About this exercise -
Reproduce the passage of the article on the Ulsan high-rise fire from "Four helicopters were" up to and including "in such circumstances.".

Document extract -
Ulsan officials investigating cause of massive blaze that engulfed high-rise building
“Our investigations will focus on where the fire began,” Eom Joon-wook, chief of the Ulsan Fire Department, said during a press briefing Saturday. “At this point we don’t have a clear indication of where that was.”
The initial report that the 33-floor apartment building in Nam District, Ulsan, was on fire came from a resident on the 12th floor, on Thursday at 11:14 p.m., according to the Ulsan Fire Department. The resident said they could see “flames on the outdoor unit of the air conditioner” from their window. Firefighters arrived within five minutes of the report, the fire department said.
“Some residents in the area said they saw the fire start on the third floor of the building, but the first report to the fire department came from the 12th floor of the building,” an Ulsan police officer said Sunday.
As flames spread to the upper floors, the fire appeared to engulf the whole building at one point during the night. Ulsan does not have a fire engine with a ladder longer than 70 meters (230 feet), so 89 vehicles and 272 firefighters from Busan, Daegu, Changwon and other areas of South and North Gyeongsang were sent to the site. The apartment building is 113 meters tall.
Korea's fire departments have just 10 ladders taller than 70 meters — two each in Gyeonggi, Seoul and Incheon and one each in Busan, Daejeon, Sejong and Jeju, according to the office of Democratic Party (DP) Rep. Park Wan-joo.
There are 4,692 buildings that reach higher than 30 floors throughout the country. A majority of them are apartments.
The office in a statement last week called for a general inspection of firefighting facilities throughout the country, and to make improvements to firefighting equipment where necessary.
Four helicopters were mobilized, allowing firefighters to enter the building from above.
The apartment was home to 127 households — around 190 residents total — when the fire broke out. All of them were evacuated or rescued from the rooftop in the first hours of the fire.
The fire was finally extinguished at around 2:50 p.m. on Friday. Authorities reported that 93 people were hospitalized and treated for smoke inhalation, but that there were no deaths or severe injuries.
As many as 175 of the residents have been unable to return home since their evacuation Thursday night, and have been temporarily relocated to nearby hotel rooms. Relocation costs are being covered by the Ulsan city government, whose budget can cover up to 30,000 won ($26.20) in daily living expenses per evacuee in such circumstances.
“Some people have criticized our accommodation to be overboard, but this was the best option we could come up with given that we are in a Covid-19 situation and cannot resort to the normal means to evacuating a large number of people in one place, which would provide ample grounds for a possible outbreak,” said Song Cheol-ho, mayor of Ulsan, in a press briefing on Friday. “Right now, our priority is to protect the evacuees. We can figure out the costs later through investigations and appropriate insurance policies.”
The Ulsan city government said that it may seek compensation once the cause of the fire is determined.
The Ulsan education office said it will be providing new sets of textbooks and uniforms as needed to the 52 students who reside at the building, of whom five are kindergarteners, 20 are elementary school students, 11 are in middle school and 16 are high school students.
The initial inspections began Friday to determine if the building was safe to enter and whether additional structures would need to be installed.
The Ulsan police and fire department said they will also be examining the CCTV camera footage of the apartment hallways to determine where the fire began.

Available data -

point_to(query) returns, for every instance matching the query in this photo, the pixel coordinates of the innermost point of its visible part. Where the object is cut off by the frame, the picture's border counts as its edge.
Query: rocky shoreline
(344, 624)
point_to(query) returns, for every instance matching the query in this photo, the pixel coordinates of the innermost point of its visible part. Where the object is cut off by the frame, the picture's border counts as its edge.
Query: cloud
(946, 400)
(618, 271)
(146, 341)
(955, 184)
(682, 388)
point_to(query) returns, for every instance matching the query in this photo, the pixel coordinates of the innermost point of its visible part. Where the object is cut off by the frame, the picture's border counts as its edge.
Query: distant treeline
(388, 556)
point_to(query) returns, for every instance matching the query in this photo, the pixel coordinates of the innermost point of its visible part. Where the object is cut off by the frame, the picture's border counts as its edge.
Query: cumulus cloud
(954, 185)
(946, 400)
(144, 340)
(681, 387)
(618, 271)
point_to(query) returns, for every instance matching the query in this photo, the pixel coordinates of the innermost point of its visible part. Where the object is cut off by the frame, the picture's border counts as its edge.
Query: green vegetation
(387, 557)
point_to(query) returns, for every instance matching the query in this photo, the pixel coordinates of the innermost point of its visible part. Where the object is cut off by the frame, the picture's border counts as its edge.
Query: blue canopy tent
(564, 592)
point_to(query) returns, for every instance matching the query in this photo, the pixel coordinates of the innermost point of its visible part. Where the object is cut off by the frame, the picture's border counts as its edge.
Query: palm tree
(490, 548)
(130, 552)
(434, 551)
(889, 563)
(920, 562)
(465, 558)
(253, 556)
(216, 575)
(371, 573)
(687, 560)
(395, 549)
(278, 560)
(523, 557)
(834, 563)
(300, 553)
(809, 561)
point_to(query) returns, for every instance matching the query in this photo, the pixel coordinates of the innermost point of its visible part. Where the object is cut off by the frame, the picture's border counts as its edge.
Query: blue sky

Exercise result -
Four helicopters were mobilized, allowing firefighters to enter the building from above.
The apartment was home to 127 households — around 190 residents total — when the fire broke out. All of them were evacuated or rescued from the rooftop in the first hours of the fire.
The fire was finally extinguished at around 2:50 p.m. on Friday. Authorities reported that 93 people were hospitalized and treated for smoke inhalation, but that there were no deaths or severe injuries.
As many as 175 of the residents have been unable to return home since their evacuation Thursday night, and have been temporarily relocated to nearby hotel rooms. Relocation costs are being covered by the Ulsan city government, whose budget can cover up to 30,000 won ($26.20) in daily living expenses per evacuee in such circumstances.